--- Requirements ---
Count the lines below that contain the string "shirt", and reply with the number alone.
····················
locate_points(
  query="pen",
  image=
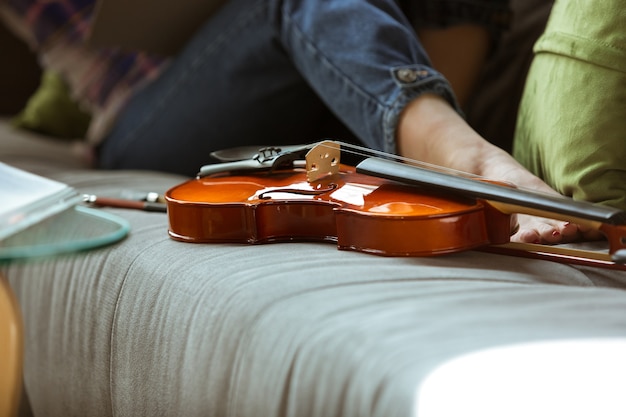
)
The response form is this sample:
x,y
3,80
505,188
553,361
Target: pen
x,y
123,203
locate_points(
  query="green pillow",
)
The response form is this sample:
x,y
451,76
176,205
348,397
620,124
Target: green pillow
x,y
52,111
571,127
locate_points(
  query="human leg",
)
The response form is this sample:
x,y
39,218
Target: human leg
x,y
267,72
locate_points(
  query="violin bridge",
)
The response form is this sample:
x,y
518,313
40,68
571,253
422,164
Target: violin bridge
x,y
323,160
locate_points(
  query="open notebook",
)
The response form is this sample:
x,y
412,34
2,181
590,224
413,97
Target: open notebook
x,y
43,217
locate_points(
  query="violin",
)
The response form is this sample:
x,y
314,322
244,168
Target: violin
x,y
384,205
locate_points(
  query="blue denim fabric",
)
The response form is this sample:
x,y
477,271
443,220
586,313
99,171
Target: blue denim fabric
x,y
277,72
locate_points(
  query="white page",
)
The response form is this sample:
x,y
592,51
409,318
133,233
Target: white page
x,y
27,198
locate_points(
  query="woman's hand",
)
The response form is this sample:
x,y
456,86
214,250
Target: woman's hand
x,y
431,131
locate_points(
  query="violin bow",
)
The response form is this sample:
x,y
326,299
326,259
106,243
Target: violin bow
x,y
321,159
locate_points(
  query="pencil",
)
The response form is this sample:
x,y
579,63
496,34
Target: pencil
x,y
123,203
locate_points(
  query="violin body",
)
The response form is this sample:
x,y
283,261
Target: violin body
x,y
356,211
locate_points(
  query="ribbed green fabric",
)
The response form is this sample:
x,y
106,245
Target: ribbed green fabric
x,y
571,127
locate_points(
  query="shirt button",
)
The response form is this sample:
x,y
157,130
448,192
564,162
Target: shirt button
x,y
407,75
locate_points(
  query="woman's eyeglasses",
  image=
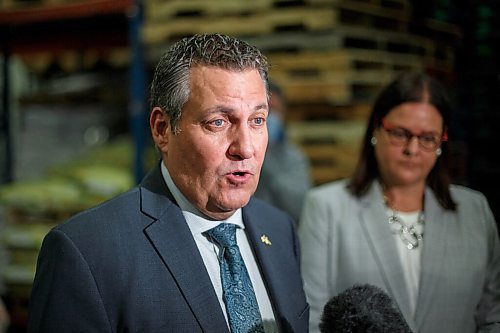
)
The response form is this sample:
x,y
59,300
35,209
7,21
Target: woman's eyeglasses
x,y
401,137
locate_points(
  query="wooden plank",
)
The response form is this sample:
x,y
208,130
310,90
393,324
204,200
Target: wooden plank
x,y
166,10
308,19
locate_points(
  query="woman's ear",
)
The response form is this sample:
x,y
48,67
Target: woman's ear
x,y
159,122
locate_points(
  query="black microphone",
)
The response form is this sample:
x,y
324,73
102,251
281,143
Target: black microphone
x,y
362,308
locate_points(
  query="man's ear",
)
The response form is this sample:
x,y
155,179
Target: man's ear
x,y
159,122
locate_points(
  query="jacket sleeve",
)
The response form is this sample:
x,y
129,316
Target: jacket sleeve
x,y
65,297
314,239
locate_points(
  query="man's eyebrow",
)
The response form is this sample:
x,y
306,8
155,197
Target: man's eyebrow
x,y
264,106
225,109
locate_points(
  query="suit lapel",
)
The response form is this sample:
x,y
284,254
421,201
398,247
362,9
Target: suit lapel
x,y
174,243
437,222
379,239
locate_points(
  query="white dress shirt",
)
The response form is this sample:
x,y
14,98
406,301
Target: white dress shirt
x,y
198,223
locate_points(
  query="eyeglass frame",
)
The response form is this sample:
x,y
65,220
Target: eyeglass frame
x,y
389,128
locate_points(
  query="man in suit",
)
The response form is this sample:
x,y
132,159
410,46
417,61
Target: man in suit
x,y
147,261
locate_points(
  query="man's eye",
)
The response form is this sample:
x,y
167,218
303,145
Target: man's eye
x,y
259,121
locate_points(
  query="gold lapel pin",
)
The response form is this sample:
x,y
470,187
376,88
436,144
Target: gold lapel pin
x,y
265,240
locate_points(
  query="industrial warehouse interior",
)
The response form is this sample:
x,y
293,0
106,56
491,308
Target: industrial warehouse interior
x,y
75,76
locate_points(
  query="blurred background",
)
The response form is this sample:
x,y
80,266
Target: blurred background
x,y
75,76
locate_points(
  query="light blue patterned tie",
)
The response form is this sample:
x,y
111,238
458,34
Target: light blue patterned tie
x,y
238,293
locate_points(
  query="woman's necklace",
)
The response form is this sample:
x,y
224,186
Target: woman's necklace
x,y
409,235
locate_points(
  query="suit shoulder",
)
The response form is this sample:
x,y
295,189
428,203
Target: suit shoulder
x,y
465,194
118,207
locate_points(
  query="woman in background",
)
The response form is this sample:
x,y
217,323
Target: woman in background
x,y
398,223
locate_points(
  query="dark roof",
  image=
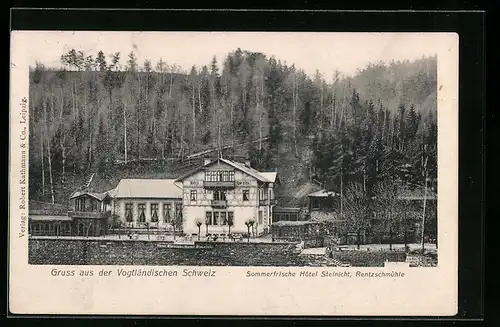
····················
--- Final result ---
4